> _Aim_:
Swap "Note to the class" for "Instruction for students" wherever it occurs in the rows below, and write out every line again with nothing else altered.

> _Object position labeling entries_:
* * * * *

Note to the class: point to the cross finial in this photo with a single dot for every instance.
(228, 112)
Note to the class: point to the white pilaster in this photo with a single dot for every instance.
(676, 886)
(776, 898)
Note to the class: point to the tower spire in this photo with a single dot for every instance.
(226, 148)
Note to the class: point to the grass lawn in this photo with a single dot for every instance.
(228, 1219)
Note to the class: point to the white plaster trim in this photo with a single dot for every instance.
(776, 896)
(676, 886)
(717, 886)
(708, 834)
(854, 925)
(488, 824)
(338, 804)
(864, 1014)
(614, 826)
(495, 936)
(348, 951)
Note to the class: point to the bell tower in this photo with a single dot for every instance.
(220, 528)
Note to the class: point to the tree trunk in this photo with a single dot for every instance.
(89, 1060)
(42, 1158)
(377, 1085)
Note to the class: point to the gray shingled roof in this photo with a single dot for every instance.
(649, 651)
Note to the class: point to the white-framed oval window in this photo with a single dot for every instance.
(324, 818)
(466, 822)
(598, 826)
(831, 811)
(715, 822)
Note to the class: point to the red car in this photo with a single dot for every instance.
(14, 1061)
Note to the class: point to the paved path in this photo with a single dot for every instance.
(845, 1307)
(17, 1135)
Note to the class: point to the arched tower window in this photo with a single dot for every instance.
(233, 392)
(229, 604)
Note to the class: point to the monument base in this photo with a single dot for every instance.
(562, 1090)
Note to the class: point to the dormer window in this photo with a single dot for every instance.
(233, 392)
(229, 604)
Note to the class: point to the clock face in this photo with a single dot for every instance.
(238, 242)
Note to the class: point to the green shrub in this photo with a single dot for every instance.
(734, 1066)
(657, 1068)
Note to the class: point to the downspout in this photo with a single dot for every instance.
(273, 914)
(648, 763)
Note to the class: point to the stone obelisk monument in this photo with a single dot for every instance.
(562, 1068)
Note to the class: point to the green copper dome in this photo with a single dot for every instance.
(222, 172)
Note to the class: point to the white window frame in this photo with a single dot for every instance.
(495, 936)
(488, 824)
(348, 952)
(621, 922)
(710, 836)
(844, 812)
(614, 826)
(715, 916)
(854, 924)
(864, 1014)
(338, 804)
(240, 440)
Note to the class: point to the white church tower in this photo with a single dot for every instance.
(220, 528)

* * * * *

> _Finished task_:
Instruction for students: point to the cross finial in this photo with a single dot for every instance.
(228, 112)
Instruction for students: point to the white pilaster in this photo with a single dot for every instance.
(676, 886)
(776, 898)
Instruction for students: point to the tower spire in this photo with a single dot for every instance.
(226, 148)
Instruction for students: point to the grass lawn in this photo with a single dot for every instance.
(228, 1219)
Instruction for students: point to the white plaster trim in this photo with a single dot for every instance.
(776, 896)
(676, 886)
(717, 886)
(708, 834)
(854, 925)
(488, 824)
(338, 804)
(864, 1014)
(614, 826)
(495, 936)
(348, 951)
Instruction for students: point to the bell tower in this photo with a single dot for every instance.
(220, 528)
Instruction for students: point to the tree trunk in this photo with a single dot for every instance.
(89, 1060)
(42, 1158)
(377, 1085)
Instruction for students: point to the gray shingled roof in this photo with a single dot for every instance.
(649, 651)
Instruction for students: point to the white-framed oval window in this photo with a single dot for every instance.
(324, 818)
(466, 822)
(598, 826)
(831, 811)
(715, 822)
Instruction for students: point to the red car in this photo with a single dot for every instance.
(14, 1061)
Instruction for students: point to the paved path in this photo with a single dot for every instance.
(845, 1307)
(17, 1135)
Instruction for students: point to the arched tower window in this photo with a single dot for every instance.
(233, 392)
(229, 604)
Instruction for students: point to the monument base in this photo with a single dot for every instance.
(562, 1090)
Instruction for students: point to the dormer window in this photo with a single dot for every instance.
(233, 392)
(229, 604)
Instruction for students: point to the clock face in this photo with a single dot for every instance.
(238, 242)
Instruction for students: point to the green shrub in this photo with a single dot for every instance.
(734, 1066)
(657, 1068)
Instruction for students: point to the downspout in this photo with a single dot for every instance.
(273, 914)
(648, 763)
Instruction for students: point to the stone obelisk monument in this photo with a single dot for every instance.
(562, 1068)
Instruction for students: point to the green copper dome in this photo with a single dot for every instance.
(222, 172)
Instruction for students: point to the white window frame in this photo with a single dot for every instance.
(495, 936)
(488, 824)
(348, 952)
(621, 922)
(710, 836)
(844, 812)
(614, 826)
(715, 916)
(854, 924)
(864, 1014)
(338, 804)
(240, 440)
Instruction for students: point to the white church tower in this photo with a single dot for every instance.
(220, 528)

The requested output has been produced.